TASK BRIEF
Copy the lines that follow, keeping every character the same.

[Coordinate annotation entries]
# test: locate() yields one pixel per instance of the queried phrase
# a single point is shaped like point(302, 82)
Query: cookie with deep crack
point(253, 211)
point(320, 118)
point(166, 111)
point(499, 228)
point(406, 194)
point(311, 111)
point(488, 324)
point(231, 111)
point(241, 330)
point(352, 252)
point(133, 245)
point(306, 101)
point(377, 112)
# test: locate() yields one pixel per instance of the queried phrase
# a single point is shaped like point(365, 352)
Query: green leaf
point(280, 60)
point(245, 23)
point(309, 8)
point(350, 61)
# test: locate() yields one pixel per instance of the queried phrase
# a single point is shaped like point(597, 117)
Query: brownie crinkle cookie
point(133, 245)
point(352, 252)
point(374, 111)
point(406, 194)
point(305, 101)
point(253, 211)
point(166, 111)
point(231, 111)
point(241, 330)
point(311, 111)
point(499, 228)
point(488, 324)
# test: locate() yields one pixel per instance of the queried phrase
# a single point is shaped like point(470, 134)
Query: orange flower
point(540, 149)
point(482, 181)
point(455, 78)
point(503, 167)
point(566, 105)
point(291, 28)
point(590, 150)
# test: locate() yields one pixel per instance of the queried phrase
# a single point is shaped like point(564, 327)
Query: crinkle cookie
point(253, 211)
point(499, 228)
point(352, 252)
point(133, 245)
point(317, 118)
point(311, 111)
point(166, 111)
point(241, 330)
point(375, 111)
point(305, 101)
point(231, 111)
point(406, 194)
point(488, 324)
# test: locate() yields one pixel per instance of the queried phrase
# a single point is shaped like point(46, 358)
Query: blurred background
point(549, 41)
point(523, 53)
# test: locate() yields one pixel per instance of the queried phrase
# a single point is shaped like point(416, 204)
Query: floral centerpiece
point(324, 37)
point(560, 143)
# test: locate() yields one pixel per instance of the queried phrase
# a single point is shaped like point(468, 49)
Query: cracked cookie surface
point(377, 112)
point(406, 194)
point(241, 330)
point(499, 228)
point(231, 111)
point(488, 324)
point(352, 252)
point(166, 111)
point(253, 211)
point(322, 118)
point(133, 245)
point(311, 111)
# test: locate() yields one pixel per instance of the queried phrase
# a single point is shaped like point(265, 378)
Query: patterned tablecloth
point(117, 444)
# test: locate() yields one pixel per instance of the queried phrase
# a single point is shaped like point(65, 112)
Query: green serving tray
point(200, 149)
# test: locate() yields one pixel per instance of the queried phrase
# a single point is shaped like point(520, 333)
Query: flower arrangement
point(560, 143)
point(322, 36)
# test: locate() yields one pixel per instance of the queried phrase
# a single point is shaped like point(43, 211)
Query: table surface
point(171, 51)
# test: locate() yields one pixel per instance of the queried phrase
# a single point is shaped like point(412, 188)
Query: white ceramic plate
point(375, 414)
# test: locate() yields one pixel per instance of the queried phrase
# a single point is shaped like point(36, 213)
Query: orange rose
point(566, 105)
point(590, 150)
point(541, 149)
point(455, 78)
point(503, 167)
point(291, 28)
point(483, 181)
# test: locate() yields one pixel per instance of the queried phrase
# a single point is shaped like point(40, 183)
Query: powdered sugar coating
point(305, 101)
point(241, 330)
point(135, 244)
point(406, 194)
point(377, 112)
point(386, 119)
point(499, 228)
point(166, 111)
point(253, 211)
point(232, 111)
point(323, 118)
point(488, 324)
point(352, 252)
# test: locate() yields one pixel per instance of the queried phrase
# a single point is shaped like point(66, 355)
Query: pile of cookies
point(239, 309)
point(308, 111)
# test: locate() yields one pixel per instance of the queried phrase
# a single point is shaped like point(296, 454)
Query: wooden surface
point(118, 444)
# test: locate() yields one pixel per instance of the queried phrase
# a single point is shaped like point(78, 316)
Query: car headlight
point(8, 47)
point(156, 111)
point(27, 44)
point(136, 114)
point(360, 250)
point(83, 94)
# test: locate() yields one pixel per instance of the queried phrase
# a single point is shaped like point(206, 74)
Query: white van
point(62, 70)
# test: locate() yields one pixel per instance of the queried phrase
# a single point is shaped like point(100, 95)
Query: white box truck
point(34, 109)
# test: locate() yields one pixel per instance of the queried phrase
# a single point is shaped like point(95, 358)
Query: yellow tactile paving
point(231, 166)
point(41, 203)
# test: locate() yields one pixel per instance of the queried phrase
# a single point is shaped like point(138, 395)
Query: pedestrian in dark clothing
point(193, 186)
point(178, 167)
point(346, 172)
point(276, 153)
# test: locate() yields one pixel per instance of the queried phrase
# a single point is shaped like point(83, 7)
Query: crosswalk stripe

RESULT FOR THIS EXERCISE
# test: locate() yields one pixel per instance of the queried phrase
# a single point is shaped like point(302, 82)
Query: cookie with deep crack
point(253, 211)
point(320, 118)
point(166, 111)
point(499, 228)
point(406, 194)
point(311, 111)
point(488, 324)
point(231, 111)
point(241, 330)
point(352, 252)
point(133, 245)
point(306, 101)
point(377, 112)
# test: locate() yields one pixel per instance of the queried phrase
# a single point is shaped like point(365, 352)
Query: green leaf
point(280, 60)
point(245, 23)
point(309, 8)
point(350, 61)
# test: locate() yields one pixel per instance of the queried phrase
# a single point is shaped like point(597, 117)
Query: brownie crinkle cookie
point(133, 245)
point(352, 252)
point(374, 111)
point(406, 194)
point(305, 101)
point(253, 211)
point(166, 111)
point(231, 111)
point(241, 330)
point(311, 111)
point(499, 228)
point(488, 324)
# test: locate() yields one pixel per instance of the queried phrase
# a single point is shaped like point(470, 134)
Query: orange flower
point(540, 149)
point(482, 181)
point(455, 78)
point(503, 167)
point(566, 105)
point(291, 28)
point(590, 150)
# test: locate() yields one pixel per instance of the queried phrase
# a single point is shaped like point(564, 327)
Query: crinkle cookie
point(253, 211)
point(499, 228)
point(352, 252)
point(133, 245)
point(317, 118)
point(311, 111)
point(166, 111)
point(241, 330)
point(375, 111)
point(305, 101)
point(231, 111)
point(406, 194)
point(488, 324)
# test: locate() yields one pixel per instance of the queried phrase
# a single point is shaped like point(46, 358)
Query: blurred background
point(549, 41)
point(523, 53)
# test: locate() yields one pixel per instance of the queried phrase
# a single point is shaped like point(416, 204)
Query: floral centerpiece
point(324, 37)
point(560, 143)
# test: locate() yields one pixel per instance of the queried phrase
# a single point is shaped like point(468, 49)
Query: cracked cookie surface
point(377, 112)
point(406, 194)
point(241, 330)
point(499, 228)
point(231, 111)
point(488, 324)
point(352, 252)
point(166, 111)
point(253, 211)
point(322, 118)
point(133, 245)
point(311, 111)
# test: locate() yields one pixel per instance of the queried phrase
# a single point is shaped like point(265, 378)
Query: patterned tablecloth
point(117, 444)
# test: locate() yields one pixel per instance of the queried phrase
# a single point is shaped like point(65, 112)
Query: green serving tray
point(200, 149)
# test: locate() yields one pixel per instance of the queried phrase
# a single point is shaped like point(520, 333)
Query: flower arrangement
point(560, 143)
point(322, 36)
# test: locate() yields one pixel per instance of the queried phrase
# a single point is shaped like point(43, 211)
Query: table surface
point(171, 51)
# test: locate() yields one pixel per instance of the queried phrase
# a single point is shaped like point(412, 188)
Query: white ceramic plate
point(375, 414)
# test: locate() yields one pixel per instance of the queried phrase
# a single point is shaped like point(36, 213)
Query: orange rose
point(566, 105)
point(590, 150)
point(541, 149)
point(455, 78)
point(503, 167)
point(291, 28)
point(483, 181)
# test: locate() yields one pixel per instance of the queried phrase
# a single point is shaped like point(40, 183)
Query: powdered sugar coating
point(305, 101)
point(241, 330)
point(135, 244)
point(406, 194)
point(377, 112)
point(386, 119)
point(499, 228)
point(166, 111)
point(253, 211)
point(232, 111)
point(323, 118)
point(488, 324)
point(352, 252)
# test: locate() yields one pixel per instance of the queried phrase
# a single point is shaped like point(66, 355)
Query: pile of cookies
point(239, 309)
point(308, 111)
# test: locate() yields one pixel per instance of the queried phrase
# a single point is shaped like point(296, 454)
Query: wooden surface
point(118, 444)
# test: locate() yields one pixel per instance of the queried phrase
# a single point is shaped like point(78, 316)
Query: car headlight
point(8, 47)
point(156, 111)
point(27, 44)
point(136, 114)
point(360, 250)
point(83, 94)
# test: locate() yields one pixel per instance of the queried phrase
# a single point is shaped like point(206, 74)
Query: white van
point(62, 70)
# test: locate() yields one pixel per instance of the queried phrase
# a single point is shaped like point(100, 95)
Query: white box truck
point(34, 109)
# test: locate() yields one pixel per instance of the queried phrase
# a single point is shaped like point(95, 358)
Query: yellow tactile paving
point(231, 166)
point(41, 203)
# test: locate() yields one pixel per instance of the queried phrase
# a single point is shaped like point(138, 395)
Query: pedestrian in dark clothing
point(193, 186)
point(178, 167)
point(346, 172)
point(276, 153)
# test: locate() yields one pixel per instance of the queried phrase
# a single point is shaped like point(83, 7)
Query: crosswalk stripe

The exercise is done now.